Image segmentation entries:
● ● ● ● ● ● ●

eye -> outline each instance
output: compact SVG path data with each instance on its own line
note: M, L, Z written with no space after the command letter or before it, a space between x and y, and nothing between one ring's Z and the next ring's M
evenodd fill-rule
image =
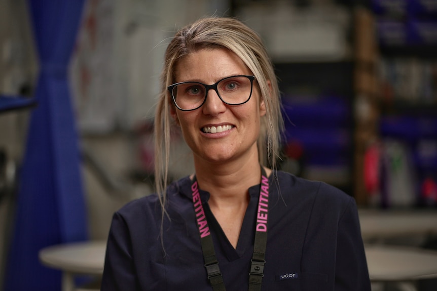
M233 90L237 88L237 84L234 81L229 82L226 84L226 89L227 90Z
M186 92L191 95L197 95L201 93L202 90L198 85L193 85L187 88Z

● ● ● ● ● ● ●

**SET PROBLEM**: Could you render every line of the material above as a numbered list, skipping blank lines and leaving out the pictures?

**SOLUTION TO THIS PROBLEM**:
1. eye -> outline each instance
2. output: compact SVG path data with each instance on its own line
3. note: M, L, Z written with no space after the command letter or before it, a space between x and y, and nothing between one ring's Z and the next ring's M
4. evenodd fill-rule
5. image =
6. M233 90L237 88L237 84L234 81L229 82L226 84L226 89L227 90Z
7. M186 92L191 95L197 95L201 93L202 90L198 85L193 85L187 88Z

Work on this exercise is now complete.